Work task »
Carry on the list below of ways digital tools have changed patient care, starting after its last sentence.

3. Patients can access and interact with their own medical record
Digitizing the record - from chart notes to lab results to images - and putting it into the cloud has opened a new world of access and interactivity potential. Not only can patients access their lab, medication, and certain clinical data. Many also now register or pay their bill online, and make or request an office visit appointment electronically. And as the electronic record evolves, data from embedded medical devices such as pacemakers, or wearables like the Apple Watch, will become integrated and used to launch any number of as-yet-not invented tools.
4. Clinicians and care providers are able to connect with patients post-op, post-discharge, and in between visits
It was unheard of in the early 2000s to think that we could capture meaningful clinical data from patients if they weren’t physically in front of us. The only option was the phone, and you can’t really collect quantitative data that way.
Remote care monitoring tools have enabled self-reported data capture and data streams that deliver data about patients when they are outside of the office and hospital walls. And, live telehealth video videos let us evaluate and treat a variety of conditions that used to require an in-person visit. It’s remarkable when you consider that most of this change has happened over the last ten to fifteen years.

Data for review »

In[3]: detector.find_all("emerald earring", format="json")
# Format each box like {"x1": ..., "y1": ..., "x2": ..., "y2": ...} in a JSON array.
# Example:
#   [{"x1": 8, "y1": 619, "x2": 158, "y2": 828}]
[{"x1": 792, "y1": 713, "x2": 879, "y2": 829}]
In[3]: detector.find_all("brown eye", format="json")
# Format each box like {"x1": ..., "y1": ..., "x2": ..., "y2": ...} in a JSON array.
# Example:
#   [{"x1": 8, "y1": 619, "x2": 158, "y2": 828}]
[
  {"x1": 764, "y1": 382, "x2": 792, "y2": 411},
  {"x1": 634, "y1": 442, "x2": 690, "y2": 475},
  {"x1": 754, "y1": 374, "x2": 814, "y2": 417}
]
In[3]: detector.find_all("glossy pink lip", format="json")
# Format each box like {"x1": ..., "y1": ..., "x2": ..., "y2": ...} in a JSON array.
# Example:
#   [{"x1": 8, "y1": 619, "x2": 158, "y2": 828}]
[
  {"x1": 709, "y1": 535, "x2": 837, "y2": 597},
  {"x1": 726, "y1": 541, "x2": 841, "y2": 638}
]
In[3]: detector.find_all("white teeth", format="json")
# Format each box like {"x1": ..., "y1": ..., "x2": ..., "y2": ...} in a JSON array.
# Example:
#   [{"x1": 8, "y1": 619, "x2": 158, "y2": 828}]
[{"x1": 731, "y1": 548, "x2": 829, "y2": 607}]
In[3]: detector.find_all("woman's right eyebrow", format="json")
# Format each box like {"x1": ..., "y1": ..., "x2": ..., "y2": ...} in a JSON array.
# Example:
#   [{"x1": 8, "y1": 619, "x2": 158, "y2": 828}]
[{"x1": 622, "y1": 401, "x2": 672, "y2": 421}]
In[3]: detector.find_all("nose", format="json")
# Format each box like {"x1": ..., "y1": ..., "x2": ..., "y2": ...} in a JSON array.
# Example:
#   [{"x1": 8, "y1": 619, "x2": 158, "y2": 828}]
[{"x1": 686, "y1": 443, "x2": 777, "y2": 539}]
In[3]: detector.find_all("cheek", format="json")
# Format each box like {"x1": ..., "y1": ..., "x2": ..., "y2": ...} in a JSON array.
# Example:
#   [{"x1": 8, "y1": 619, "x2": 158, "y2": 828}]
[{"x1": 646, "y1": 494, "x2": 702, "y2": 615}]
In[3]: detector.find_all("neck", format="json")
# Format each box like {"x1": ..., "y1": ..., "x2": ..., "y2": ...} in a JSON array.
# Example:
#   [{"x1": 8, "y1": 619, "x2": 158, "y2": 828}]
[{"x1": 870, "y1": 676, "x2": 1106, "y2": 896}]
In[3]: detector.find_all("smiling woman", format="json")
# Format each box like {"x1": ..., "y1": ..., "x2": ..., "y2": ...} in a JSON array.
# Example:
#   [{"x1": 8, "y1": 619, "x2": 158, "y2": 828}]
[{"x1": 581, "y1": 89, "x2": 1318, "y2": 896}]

Reply »
5. Medical devices are smarter, smaller, and less costly
Faster bandwidth, smaller/smarter silicon chips, robotics, new materials, artificial intelligence, higher definition video. All of these things and more have led to the ability to create medical devices that reduce recovery time and length of stay, and improve clinical outcomes because they keep getting smarter and smaller and more cost efficient. From daVinci robots in cardiovascular care to cameras embedded into “pills” that videotape what’s going on inside a patient’s gastrointestinal tract, the combination of these technological advances pushes the healthcare industry to design better more effective devices for improving care, curing disease, and saving lives.
6. Healthcare technology has created a lot of new jobs
The symbiotic relationship between healthcare and technology has created a proliferation of sub-industries, from consumer health apps to wearables to quantified self data gathering, that need engineers, physicians, data scientists, marketers, administrators, content developers, clinicians, and others. Many of these jobs pay well and are focused on solving interesting health care problems and addressing public health issues that have an impact on humanity, connect patients to their medical data, improve safety, and save lives. The truth is that many folks who enter this industry do so because they want to make a difference and solve old problems in new innovative ways.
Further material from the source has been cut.